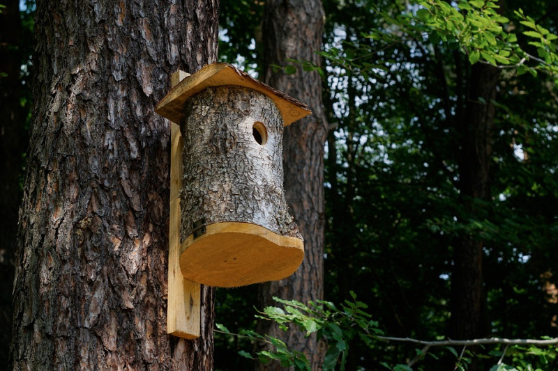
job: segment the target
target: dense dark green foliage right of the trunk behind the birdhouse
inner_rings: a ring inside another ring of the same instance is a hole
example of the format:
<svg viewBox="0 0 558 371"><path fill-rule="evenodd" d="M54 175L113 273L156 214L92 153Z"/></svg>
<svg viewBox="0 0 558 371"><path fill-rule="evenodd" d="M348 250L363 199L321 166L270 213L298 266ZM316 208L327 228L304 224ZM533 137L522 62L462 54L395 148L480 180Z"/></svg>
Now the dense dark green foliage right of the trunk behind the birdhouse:
<svg viewBox="0 0 558 371"><path fill-rule="evenodd" d="M555 79L547 79L555 66L556 7L506 3L324 1L322 67L306 69L321 70L327 120L335 126L326 161L325 295L344 302L358 292L394 336L448 333L452 255L463 235L483 242L483 333L557 334L558 100ZM458 161L467 90L472 70L492 64L502 72L497 95L478 100L495 105L490 194L467 199ZM303 70L276 66L276 73ZM227 321L226 313L219 316ZM252 319L243 321L234 318L249 328ZM407 343L348 344L350 370L396 365L415 354ZM459 356L462 349L455 349ZM522 367L509 361L512 350L504 361ZM435 356L445 365L455 357L450 352ZM477 360L481 370L492 361ZM420 364L437 368L432 356Z"/></svg>

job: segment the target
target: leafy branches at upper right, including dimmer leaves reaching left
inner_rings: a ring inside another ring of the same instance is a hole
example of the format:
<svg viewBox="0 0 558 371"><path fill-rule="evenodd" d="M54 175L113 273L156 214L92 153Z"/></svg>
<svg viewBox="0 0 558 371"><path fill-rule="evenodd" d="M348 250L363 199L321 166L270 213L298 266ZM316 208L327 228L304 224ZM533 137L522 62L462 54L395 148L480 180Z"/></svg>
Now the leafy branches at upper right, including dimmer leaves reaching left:
<svg viewBox="0 0 558 371"><path fill-rule="evenodd" d="M368 43L346 42L345 47L330 47L322 55L343 68L357 68L365 76L385 70L389 60L382 61L384 48L400 44L423 43L432 46L444 43L450 49L460 49L471 64L483 61L501 68L515 68L518 74L538 71L550 74L558 84L558 35L536 24L519 8L514 10L518 23L527 27L527 45L534 47L537 56L530 54L513 32L516 26L508 17L499 13L500 6L492 0L460 0L450 3L444 0L414 0L408 10L391 15L380 6L373 7L390 26L385 29L363 31L363 38L377 40L385 46L371 49ZM420 46L418 46L420 47ZM532 48L531 48L532 49ZM371 63L369 60L373 60Z"/></svg>

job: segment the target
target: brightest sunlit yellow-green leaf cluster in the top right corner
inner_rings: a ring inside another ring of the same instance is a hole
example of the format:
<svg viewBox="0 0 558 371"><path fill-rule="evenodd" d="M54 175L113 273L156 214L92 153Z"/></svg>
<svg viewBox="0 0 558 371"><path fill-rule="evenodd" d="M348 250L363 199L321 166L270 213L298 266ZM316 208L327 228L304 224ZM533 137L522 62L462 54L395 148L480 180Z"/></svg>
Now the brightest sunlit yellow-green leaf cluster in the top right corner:
<svg viewBox="0 0 558 371"><path fill-rule="evenodd" d="M557 49L552 43L558 36L536 24L521 8L514 11L515 16L520 24L527 26L528 31L522 33L533 39L529 45L536 47L538 57L525 52L518 44L517 35L511 32L510 19L498 13L500 6L495 1L461 0L456 7L438 0L421 0L417 4L422 8L406 22L413 26L418 20L414 34L430 31L427 37L434 38L433 43L457 43L472 64L483 58L492 65L513 65L519 74L529 71L535 76L537 70L546 70L558 78ZM529 60L537 64L528 67L525 62Z"/></svg>

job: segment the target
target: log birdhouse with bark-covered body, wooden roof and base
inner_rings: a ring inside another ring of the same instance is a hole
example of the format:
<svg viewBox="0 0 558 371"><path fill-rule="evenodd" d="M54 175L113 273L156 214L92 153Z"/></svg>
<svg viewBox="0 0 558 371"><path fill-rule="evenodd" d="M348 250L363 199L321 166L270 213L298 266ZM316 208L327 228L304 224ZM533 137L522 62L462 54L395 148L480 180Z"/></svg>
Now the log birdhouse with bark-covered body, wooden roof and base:
<svg viewBox="0 0 558 371"><path fill-rule="evenodd" d="M234 287L291 275L304 250L282 189L282 133L310 114L306 106L214 63L176 84L156 112L181 136L172 139L180 212L173 219L171 210L169 237L180 236L183 278Z"/></svg>

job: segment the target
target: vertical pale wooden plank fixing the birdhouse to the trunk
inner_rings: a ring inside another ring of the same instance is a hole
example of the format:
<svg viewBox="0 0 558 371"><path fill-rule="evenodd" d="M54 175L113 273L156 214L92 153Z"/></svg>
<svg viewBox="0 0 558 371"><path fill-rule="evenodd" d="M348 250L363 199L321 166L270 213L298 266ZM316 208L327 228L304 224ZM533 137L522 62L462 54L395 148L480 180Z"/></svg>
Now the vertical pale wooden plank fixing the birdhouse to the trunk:
<svg viewBox="0 0 558 371"><path fill-rule="evenodd" d="M178 70L172 74L172 87L190 76ZM199 283L186 280L180 270L180 198L182 188L183 139L178 123L171 123L170 220L169 220L169 292L167 333L179 338L199 337L201 313Z"/></svg>

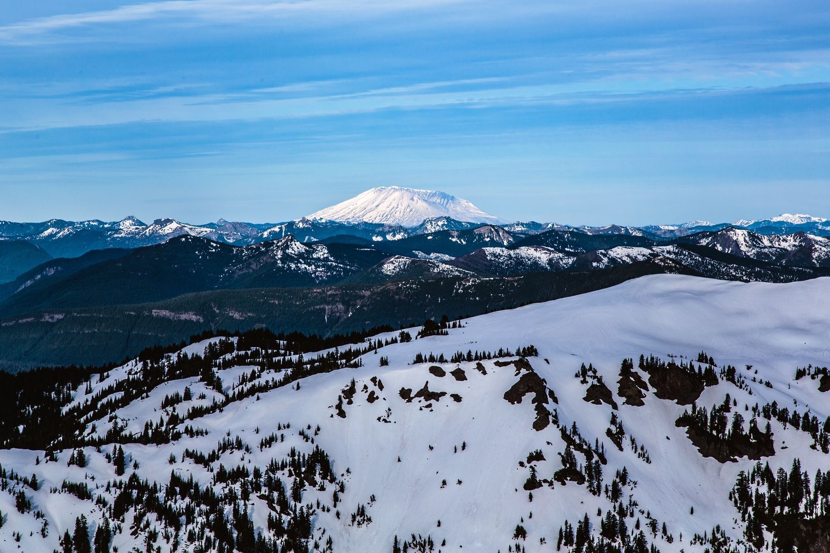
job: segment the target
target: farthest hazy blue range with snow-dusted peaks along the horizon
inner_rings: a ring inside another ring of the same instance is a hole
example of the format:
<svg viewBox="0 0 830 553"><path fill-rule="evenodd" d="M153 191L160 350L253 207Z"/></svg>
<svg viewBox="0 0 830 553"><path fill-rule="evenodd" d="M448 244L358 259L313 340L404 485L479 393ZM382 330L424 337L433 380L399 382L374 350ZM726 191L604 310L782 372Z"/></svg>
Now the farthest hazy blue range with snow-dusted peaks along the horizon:
<svg viewBox="0 0 830 553"><path fill-rule="evenodd" d="M740 223L740 225L738 224ZM374 222L328 221L301 218L283 223L245 223L219 220L204 225L189 225L173 219L157 219L145 224L133 216L121 221L63 221L52 219L38 223L17 223L0 221L0 283L15 279L37 264L50 258L78 257L92 250L106 248L139 248L154 245L171 238L189 235L231 245L251 245L279 240L288 235L300 242L352 241L393 242L409 240L409 243L423 242L417 238L442 230L471 230L481 226L475 221L460 221L450 216L427 218L415 226ZM556 223L520 221L498 226L505 236L494 239L502 245L537 235L549 230L568 230L583 235L629 235L640 236L654 241L674 240L699 232L716 233L730 227L737 230L752 230L755 235L830 235L830 221L813 216L778 216L759 221L737 221L734 224L710 224L693 221L681 225L662 226L566 226ZM491 234L495 225L487 226ZM801 239L803 240L803 239ZM26 244L24 244L24 242ZM32 247L34 246L34 247ZM410 250L408 245L396 245L389 250ZM417 248L412 248L417 250ZM430 248L425 247L425 250ZM462 248L463 249L463 248ZM429 253L429 252L427 252ZM452 254L451 254L452 255Z"/></svg>

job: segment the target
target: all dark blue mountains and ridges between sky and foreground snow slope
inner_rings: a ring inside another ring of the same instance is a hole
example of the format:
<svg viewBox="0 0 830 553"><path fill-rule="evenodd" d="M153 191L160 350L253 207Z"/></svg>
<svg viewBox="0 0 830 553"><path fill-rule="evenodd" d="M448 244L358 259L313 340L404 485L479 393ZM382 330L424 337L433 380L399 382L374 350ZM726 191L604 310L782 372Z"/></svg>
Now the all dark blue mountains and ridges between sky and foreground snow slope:
<svg viewBox="0 0 830 553"><path fill-rule="evenodd" d="M383 197L385 212L406 211L393 208L397 192ZM827 219L738 222L496 225L447 215L414 226L311 217L206 225L172 219L148 225L135 217L0 221L0 327L9 340L0 341L0 366L100 362L106 358L66 356L105 341L106 351L134 352L162 336L178 339L175 332L217 325L339 332L417 323L450 306L456 315L485 313L642 274L764 282L830 275ZM180 321L171 334L158 333L164 313ZM121 327L119 321L134 318L133 326Z"/></svg>

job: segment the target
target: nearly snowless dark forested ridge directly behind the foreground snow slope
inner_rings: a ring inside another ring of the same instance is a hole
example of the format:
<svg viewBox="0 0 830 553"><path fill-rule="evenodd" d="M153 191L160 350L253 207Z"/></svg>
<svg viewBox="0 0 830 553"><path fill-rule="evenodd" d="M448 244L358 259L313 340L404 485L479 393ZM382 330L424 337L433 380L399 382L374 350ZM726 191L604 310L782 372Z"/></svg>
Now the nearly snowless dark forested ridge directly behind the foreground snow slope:
<svg viewBox="0 0 830 553"><path fill-rule="evenodd" d="M178 344L205 329L266 327L334 337L376 325L420 325L447 313L451 320L608 288L666 267L640 262L611 269L525 274L496 279L437 279L401 283L317 286L309 289L242 289L192 293L159 303L76 306L45 322L38 315L4 320L0 368L103 365L135 357L155 344ZM671 268L671 272L677 270ZM689 271L691 272L691 271ZM336 309L331 309L335 307ZM188 313L165 318L154 313ZM246 313L243 319L238 313ZM236 315L236 316L235 316ZM210 332L208 330L208 332ZM326 338L322 338L326 339Z"/></svg>

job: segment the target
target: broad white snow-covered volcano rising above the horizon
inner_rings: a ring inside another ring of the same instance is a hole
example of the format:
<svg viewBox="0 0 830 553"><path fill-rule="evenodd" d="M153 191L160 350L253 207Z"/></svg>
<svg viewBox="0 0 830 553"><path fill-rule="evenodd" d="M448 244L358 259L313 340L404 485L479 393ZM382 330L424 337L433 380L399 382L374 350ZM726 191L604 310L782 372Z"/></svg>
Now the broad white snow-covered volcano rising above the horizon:
<svg viewBox="0 0 830 553"><path fill-rule="evenodd" d="M403 187L372 188L349 200L315 211L309 218L417 226L425 219L442 216L472 223L504 222L481 211L470 201L446 192Z"/></svg>

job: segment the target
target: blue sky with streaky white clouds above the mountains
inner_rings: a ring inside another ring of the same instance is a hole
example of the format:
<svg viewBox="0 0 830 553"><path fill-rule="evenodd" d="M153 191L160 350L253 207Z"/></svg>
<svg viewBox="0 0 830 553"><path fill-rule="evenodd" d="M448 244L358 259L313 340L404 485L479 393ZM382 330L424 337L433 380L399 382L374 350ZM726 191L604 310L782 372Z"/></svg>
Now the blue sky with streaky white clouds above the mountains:
<svg viewBox="0 0 830 553"><path fill-rule="evenodd" d="M0 219L830 216L830 3L0 0Z"/></svg>

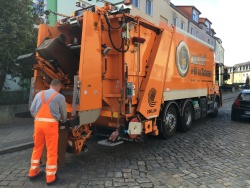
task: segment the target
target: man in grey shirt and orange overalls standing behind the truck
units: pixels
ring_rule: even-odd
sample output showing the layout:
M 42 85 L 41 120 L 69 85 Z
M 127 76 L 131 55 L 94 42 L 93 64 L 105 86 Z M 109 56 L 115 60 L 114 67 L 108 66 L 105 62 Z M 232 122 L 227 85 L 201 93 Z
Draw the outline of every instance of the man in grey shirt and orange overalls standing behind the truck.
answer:
M 40 171 L 40 158 L 44 144 L 47 147 L 46 183 L 52 185 L 58 179 L 58 137 L 59 120 L 63 123 L 67 120 L 65 97 L 59 93 L 61 81 L 54 79 L 50 83 L 50 89 L 40 91 L 36 94 L 30 113 L 34 117 L 34 148 L 31 156 L 29 179 L 34 180 L 44 175 Z

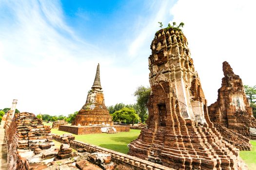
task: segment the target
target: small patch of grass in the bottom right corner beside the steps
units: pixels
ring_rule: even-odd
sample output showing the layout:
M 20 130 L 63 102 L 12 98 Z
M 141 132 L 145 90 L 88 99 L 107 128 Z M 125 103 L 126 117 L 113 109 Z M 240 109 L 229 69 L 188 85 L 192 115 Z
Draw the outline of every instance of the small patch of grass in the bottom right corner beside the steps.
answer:
M 249 170 L 256 170 L 256 140 L 250 140 L 252 151 L 240 151 L 240 156 L 247 164 Z

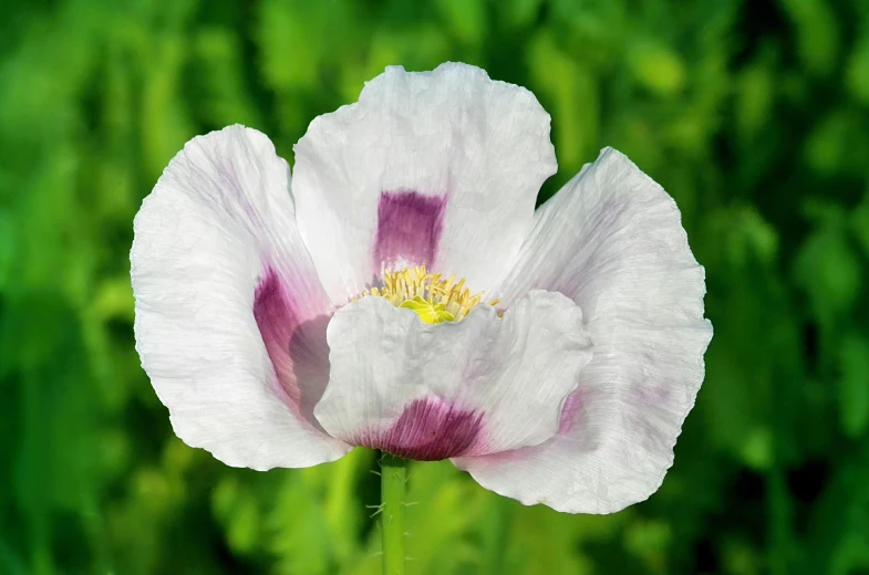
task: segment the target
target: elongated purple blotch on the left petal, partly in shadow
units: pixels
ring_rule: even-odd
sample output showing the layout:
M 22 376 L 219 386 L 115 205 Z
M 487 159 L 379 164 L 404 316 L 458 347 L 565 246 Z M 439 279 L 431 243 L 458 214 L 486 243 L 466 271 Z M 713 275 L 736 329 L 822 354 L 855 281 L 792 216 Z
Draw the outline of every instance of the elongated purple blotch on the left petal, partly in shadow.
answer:
M 299 322 L 296 307 L 278 273 L 267 268 L 255 292 L 254 318 L 278 378 L 275 391 L 294 414 L 322 430 L 313 407 L 329 383 L 329 316 Z

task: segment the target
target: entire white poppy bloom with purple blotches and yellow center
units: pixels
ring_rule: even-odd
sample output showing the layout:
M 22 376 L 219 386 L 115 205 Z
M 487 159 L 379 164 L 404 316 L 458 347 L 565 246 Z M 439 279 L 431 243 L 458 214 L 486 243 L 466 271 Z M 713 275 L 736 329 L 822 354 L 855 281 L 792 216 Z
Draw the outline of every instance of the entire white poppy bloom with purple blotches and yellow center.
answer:
M 230 466 L 451 458 L 525 504 L 663 481 L 712 336 L 675 202 L 604 149 L 535 211 L 549 115 L 477 67 L 389 67 L 314 118 L 190 140 L 135 220 L 136 347 Z

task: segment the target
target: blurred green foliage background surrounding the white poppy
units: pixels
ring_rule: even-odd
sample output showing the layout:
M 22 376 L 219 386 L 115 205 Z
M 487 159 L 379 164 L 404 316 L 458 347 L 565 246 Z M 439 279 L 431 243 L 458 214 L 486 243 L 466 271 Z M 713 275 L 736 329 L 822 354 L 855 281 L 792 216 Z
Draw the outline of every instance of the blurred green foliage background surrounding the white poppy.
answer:
M 869 573 L 866 0 L 3 0 L 0 574 L 374 574 L 373 452 L 229 469 L 133 348 L 132 219 L 231 123 L 290 159 L 387 64 L 480 65 L 552 115 L 555 192 L 604 145 L 675 197 L 707 376 L 649 501 L 524 508 L 414 464 L 417 574 Z

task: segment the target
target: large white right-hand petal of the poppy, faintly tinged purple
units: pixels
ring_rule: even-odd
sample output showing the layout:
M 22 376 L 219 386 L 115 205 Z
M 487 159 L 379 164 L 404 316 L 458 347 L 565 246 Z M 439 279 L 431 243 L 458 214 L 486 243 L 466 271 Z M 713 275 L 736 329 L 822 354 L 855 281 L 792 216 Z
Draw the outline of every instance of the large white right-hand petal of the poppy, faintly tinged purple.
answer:
M 703 380 L 705 282 L 673 199 L 606 149 L 539 211 L 497 290 L 559 291 L 586 314 L 594 357 L 548 442 L 455 462 L 485 488 L 571 513 L 610 513 L 658 490 Z

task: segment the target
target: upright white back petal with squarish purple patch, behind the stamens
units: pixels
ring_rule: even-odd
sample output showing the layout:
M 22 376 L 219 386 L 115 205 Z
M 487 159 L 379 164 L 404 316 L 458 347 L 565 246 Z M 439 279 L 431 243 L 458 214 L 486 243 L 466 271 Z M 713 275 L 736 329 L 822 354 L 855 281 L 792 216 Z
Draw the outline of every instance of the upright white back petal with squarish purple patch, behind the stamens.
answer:
M 384 268 L 494 285 L 556 171 L 535 96 L 454 63 L 386 69 L 359 103 L 315 118 L 294 149 L 300 230 L 337 304 Z

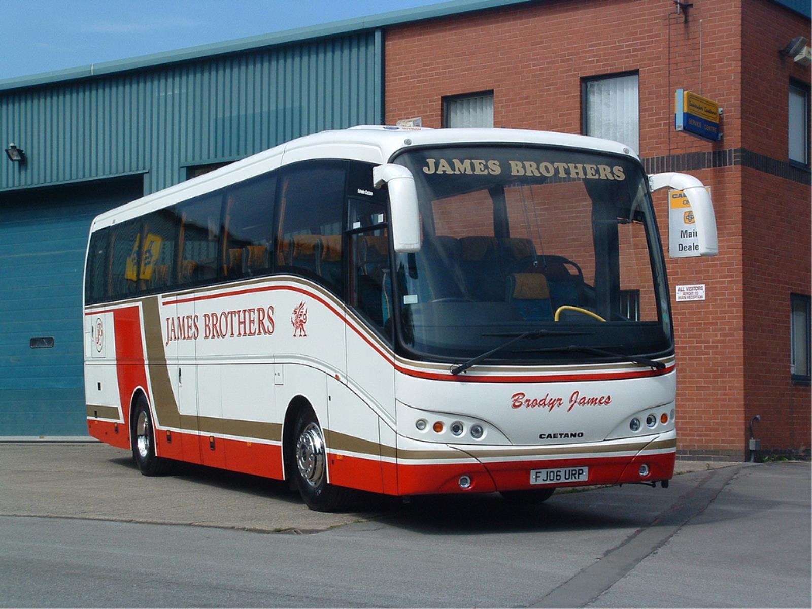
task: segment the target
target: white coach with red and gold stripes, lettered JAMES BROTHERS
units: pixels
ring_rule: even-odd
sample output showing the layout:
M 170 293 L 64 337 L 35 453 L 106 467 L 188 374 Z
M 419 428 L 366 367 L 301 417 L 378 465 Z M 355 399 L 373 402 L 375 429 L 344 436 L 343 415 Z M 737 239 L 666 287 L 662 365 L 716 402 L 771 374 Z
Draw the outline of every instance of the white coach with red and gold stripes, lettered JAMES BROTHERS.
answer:
M 174 461 L 348 489 L 667 485 L 676 365 L 650 192 L 711 199 L 622 144 L 353 127 L 279 145 L 94 219 L 89 434 Z

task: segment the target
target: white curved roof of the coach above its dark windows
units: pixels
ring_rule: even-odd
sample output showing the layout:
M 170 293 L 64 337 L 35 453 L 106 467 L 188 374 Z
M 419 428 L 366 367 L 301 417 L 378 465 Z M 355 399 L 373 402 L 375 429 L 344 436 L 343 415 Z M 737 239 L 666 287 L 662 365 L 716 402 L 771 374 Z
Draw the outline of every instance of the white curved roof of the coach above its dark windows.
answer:
M 561 146 L 598 153 L 621 154 L 639 161 L 637 153 L 620 142 L 568 133 L 525 129 L 429 129 L 359 125 L 349 129 L 323 131 L 299 137 L 197 178 L 153 192 L 146 197 L 98 215 L 93 220 L 91 230 L 108 227 L 115 222 L 134 218 L 154 209 L 161 209 L 166 205 L 198 197 L 206 192 L 218 190 L 229 184 L 235 184 L 295 162 L 318 158 L 340 158 L 381 164 L 388 162 L 396 152 L 412 147 L 488 143 Z

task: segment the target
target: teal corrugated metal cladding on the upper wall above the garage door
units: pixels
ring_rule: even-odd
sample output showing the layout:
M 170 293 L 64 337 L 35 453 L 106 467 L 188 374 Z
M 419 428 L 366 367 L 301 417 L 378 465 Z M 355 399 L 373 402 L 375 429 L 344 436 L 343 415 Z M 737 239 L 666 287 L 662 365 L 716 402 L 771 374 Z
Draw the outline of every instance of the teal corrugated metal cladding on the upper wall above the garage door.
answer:
M 380 30 L 0 91 L 0 191 L 145 173 L 145 194 L 187 167 L 294 137 L 382 122 Z

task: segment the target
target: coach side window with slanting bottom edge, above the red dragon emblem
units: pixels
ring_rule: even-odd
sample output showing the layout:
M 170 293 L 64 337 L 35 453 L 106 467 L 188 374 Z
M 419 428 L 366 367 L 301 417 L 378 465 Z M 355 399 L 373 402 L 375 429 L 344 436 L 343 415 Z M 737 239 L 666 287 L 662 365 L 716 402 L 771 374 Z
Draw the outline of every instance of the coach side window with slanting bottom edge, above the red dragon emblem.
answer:
M 341 226 L 347 163 L 302 162 L 282 175 L 275 257 L 343 295 Z

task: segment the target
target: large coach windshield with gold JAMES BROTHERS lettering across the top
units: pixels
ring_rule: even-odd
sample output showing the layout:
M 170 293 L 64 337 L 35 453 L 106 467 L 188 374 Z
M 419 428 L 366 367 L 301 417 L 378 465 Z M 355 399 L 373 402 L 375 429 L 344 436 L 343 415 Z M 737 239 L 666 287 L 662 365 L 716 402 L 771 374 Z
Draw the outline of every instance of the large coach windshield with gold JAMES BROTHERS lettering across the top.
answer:
M 487 365 L 672 352 L 639 163 L 531 145 L 408 149 L 393 162 L 414 175 L 421 209 L 421 250 L 395 260 L 399 342 L 412 356 L 495 349 Z

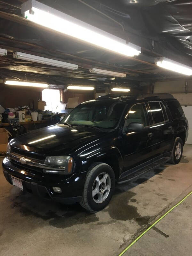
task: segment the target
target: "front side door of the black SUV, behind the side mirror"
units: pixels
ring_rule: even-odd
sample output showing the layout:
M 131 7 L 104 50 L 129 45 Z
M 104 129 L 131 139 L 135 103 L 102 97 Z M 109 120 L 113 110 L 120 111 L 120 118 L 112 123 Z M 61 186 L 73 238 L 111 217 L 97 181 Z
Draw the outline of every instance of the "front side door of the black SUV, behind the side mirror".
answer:
M 143 124 L 141 131 L 128 129 L 130 123 Z M 149 129 L 148 111 L 145 103 L 138 103 L 127 113 L 122 132 L 124 171 L 148 161 L 152 156 L 151 132 Z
_ _ _ _ _ _ _
» TASK GOAL:
The response is to be a bare number: the tally of lines in the listing above with the word "shirt".

» RESULT OF THE TASK:
2